▸ **Instructions to follow**: Only the lines from the one with "the small ceramic" onward are wanted, through the last line of the entries, set down exactly.

▸ **Excerpted data**:
============

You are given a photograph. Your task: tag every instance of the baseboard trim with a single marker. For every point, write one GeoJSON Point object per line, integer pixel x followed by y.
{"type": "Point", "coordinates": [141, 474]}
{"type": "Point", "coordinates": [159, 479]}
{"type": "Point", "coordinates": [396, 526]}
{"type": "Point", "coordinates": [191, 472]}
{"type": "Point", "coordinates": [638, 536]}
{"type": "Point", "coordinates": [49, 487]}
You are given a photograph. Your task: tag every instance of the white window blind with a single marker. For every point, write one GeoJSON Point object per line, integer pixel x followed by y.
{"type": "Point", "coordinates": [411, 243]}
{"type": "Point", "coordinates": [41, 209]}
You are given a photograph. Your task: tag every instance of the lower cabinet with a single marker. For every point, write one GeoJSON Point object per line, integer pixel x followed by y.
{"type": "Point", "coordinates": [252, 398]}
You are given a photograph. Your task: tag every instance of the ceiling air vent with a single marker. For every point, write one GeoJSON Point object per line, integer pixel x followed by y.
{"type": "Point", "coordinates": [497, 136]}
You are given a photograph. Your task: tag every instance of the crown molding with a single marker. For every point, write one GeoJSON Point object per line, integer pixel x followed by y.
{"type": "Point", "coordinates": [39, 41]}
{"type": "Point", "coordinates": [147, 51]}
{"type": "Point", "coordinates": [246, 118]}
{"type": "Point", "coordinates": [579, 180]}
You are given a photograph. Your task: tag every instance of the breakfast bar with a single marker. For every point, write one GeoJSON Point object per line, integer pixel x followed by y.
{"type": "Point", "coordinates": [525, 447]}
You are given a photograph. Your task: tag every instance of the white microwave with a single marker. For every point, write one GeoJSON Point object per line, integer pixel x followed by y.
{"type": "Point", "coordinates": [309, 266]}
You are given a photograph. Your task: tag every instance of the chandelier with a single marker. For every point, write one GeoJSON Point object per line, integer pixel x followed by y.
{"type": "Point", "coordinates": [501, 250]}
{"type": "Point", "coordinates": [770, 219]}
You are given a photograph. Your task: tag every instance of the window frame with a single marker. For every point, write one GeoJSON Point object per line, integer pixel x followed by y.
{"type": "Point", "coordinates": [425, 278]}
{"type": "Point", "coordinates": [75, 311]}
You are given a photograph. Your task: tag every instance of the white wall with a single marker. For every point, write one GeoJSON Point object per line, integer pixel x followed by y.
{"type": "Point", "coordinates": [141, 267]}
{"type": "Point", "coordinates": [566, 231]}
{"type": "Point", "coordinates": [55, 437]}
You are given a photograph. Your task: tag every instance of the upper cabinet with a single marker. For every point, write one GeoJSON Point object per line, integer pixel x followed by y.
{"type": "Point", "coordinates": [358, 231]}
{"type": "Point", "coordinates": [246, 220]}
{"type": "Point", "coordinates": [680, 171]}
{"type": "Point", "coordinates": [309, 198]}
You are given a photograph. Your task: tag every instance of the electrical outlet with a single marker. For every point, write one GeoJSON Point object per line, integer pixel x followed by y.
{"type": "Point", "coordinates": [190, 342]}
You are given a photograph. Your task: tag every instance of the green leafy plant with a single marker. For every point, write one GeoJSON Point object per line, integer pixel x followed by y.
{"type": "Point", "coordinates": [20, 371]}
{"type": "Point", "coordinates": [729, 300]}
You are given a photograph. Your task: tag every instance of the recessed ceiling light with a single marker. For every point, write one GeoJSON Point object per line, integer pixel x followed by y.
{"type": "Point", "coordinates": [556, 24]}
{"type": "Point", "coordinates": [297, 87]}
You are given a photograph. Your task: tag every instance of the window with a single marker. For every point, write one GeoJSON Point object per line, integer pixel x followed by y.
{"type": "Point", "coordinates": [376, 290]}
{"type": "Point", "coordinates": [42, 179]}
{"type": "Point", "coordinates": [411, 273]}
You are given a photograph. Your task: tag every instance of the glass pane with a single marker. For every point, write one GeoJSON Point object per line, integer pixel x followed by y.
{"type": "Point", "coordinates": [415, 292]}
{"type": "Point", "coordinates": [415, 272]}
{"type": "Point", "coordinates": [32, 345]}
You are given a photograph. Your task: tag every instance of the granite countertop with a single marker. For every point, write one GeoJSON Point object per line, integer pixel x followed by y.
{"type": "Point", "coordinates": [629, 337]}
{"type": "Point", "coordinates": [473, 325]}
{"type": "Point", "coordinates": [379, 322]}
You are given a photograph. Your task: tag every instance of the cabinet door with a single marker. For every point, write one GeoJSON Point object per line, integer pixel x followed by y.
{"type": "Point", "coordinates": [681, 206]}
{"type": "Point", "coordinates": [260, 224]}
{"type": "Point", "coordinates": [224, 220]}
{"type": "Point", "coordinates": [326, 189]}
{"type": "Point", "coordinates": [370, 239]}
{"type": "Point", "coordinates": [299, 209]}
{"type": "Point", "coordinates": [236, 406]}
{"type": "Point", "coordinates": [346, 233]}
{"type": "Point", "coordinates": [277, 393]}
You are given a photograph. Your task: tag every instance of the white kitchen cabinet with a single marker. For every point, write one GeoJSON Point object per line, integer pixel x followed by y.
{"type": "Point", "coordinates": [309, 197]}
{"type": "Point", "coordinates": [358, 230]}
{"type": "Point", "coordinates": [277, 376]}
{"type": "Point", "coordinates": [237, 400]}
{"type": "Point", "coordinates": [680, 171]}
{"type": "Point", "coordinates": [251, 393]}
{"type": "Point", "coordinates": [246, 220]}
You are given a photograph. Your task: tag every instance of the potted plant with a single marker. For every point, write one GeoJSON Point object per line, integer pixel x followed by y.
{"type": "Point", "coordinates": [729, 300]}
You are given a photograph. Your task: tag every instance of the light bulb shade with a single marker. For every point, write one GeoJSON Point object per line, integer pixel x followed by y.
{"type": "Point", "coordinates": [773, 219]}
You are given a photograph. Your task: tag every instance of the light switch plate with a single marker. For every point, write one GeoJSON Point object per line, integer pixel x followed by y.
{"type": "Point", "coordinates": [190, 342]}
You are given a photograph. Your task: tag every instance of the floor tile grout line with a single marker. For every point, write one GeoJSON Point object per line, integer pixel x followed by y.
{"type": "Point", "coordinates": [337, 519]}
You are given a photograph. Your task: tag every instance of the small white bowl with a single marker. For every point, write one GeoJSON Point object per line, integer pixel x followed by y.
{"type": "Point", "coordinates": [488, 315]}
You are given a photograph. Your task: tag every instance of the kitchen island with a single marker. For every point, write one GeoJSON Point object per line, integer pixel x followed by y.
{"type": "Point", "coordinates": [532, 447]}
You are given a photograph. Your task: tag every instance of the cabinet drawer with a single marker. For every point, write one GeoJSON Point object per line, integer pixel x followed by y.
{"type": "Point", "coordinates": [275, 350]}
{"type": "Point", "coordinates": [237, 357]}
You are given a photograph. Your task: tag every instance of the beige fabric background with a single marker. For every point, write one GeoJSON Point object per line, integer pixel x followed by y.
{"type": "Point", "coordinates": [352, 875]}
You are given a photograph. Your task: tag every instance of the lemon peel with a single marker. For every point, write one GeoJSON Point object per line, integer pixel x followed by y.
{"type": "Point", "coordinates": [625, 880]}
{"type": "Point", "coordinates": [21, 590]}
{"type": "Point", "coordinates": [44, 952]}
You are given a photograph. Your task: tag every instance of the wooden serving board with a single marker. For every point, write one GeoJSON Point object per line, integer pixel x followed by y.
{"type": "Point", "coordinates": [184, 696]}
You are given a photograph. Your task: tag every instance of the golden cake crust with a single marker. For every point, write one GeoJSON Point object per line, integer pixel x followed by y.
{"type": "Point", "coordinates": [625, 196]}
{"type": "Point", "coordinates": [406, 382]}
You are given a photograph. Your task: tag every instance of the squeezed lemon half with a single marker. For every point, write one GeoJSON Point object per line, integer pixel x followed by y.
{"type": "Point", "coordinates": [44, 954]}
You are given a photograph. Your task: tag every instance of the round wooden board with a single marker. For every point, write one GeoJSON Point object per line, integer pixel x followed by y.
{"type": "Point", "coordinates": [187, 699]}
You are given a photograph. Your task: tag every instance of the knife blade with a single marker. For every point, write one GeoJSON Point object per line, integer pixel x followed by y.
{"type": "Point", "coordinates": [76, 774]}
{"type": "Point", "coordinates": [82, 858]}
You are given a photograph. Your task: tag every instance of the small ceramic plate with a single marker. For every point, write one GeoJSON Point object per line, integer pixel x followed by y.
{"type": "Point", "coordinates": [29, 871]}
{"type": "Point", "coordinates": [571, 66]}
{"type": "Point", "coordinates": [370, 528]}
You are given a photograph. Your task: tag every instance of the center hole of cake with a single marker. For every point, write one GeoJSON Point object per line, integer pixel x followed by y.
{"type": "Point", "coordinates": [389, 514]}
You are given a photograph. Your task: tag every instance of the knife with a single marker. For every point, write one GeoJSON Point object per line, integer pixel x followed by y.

============

▸ **Finished answer**:
You are given a photograph. Your task: tag every instance of the small ceramic plate with a single marker. For every point, write one GeoJSON Point object per line, integer pixel x followed by y.
{"type": "Point", "coordinates": [29, 871]}
{"type": "Point", "coordinates": [571, 66]}
{"type": "Point", "coordinates": [370, 528]}
You are given a photograph. Your task: tag every instance of the center hole of cake with a single marker. For every point, write one GeoJSON Point object per line, integer pixel x followed by y.
{"type": "Point", "coordinates": [389, 514]}
You are given a photograph. Your task: tag every instance of the knife with a single marker. For every point, write one GeoJSON Point object per line, integer pixel x followed by y.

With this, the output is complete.